::: Text :::
Hybrid Blockchain Databases (HBDB) are software systems that integrate design principles and techniques from both blockchains and databases. Multiple such systems have been proposed by the database research community in the last few years (e.g., Veritas [1] and BlockchainDB [2] by Microsoft Research, BMR [3] by IBM Research, BigchainDB [4] by BigchainDB GmbH, and FalconDB [5] by Alibaba Research). Most of these systems are designed and developed by big companies such as Microsoft and IBM, and are closed-source. In an effort to evaluate the performance of these systems [6], a group of researchers from the National University of Singapore (including myself), has (re)implemented two of these systems, namely Veritas and BlockchainDB (source code here).
::: Given data :::
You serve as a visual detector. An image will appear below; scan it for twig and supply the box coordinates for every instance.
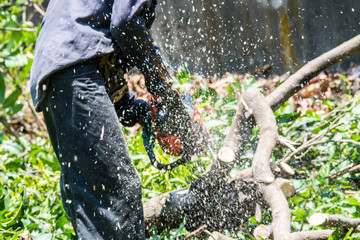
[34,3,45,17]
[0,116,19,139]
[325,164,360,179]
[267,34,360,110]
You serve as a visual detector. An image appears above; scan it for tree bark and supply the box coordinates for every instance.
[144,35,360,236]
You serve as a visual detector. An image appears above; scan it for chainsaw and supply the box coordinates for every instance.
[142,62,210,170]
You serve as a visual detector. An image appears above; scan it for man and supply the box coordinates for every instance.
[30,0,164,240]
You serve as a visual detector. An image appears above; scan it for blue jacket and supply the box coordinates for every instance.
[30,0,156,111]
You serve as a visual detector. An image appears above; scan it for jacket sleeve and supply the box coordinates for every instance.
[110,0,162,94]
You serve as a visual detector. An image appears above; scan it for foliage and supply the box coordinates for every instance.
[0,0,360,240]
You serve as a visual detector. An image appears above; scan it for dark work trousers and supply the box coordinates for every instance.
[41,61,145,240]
:::
::: Given data :::
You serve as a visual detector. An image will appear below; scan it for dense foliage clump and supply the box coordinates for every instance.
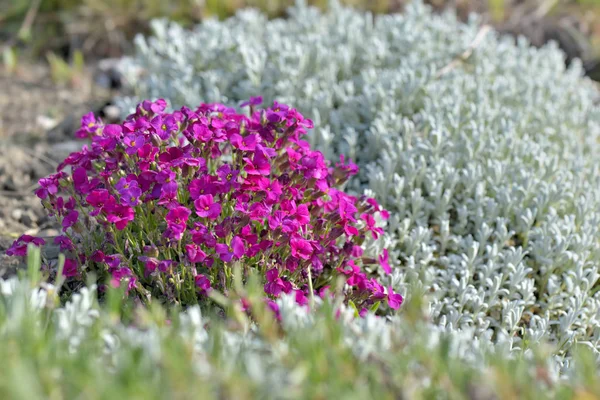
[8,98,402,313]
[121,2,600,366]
:::
**Directions**
a) From the text on hybrid blockchain databases, quote the passage starting at "Hybrid Blockchain Databases" and ending at "(source code here).".
b) According to the text on hybrid blockchain databases, which two systems did the group of researchers (re)implement?
c) Condense the paragraph of the text on hybrid blockchain databases that begins "Hybrid Blockchain Databases (HBDB) are" into a bulleted list that retains its main facts.
The records bear no relation to the text on hybrid blockchain databases.

**Solutions in order**
a)
Hybrid Blockchain Databases (HBDB) are software systems that integrate design principles and techniques from both blockchains and databases. Multiple such systems have been proposed by the database research community in the last few years (e.g., Veritas [1] and BlockchainDB [2] by Microsoft Research, BMR [3] by IBM Research, BigchainDB [4] by BigchainDB GmbH, and FalconDB [5] by Alibaba Research). Most of these systems are designed and developed by big companies such as Microsoft and IBM, and are closed-source. In an effort to evaluate the performance of these systems [6], a group of researchers from the National University of Singapore (including myself), has (re)implemented two of these systems, namely Veritas and BlockchainDB (source code here).

b) Veritas and BlockchainDB.

c)
- Hybrid Blockchain Databases (HBDB) are software systems that combine design principles and techniques from blockchains and databases.
- The database research community has proposed several such systems in recent years: Veritas and BlockchainDB (Microsoft Research), BMR (IBM Research), BigchainDB (BigchainDB GmbH), and FalconDB (Alibaba Research).
- Most were designed and developed by large companies such as Microsoft and IBM and are closed-source.
- To evaluate their performance, a group of researchers from the National University of Singapore, including the author, (re)implemented Veritas and BlockchainDB.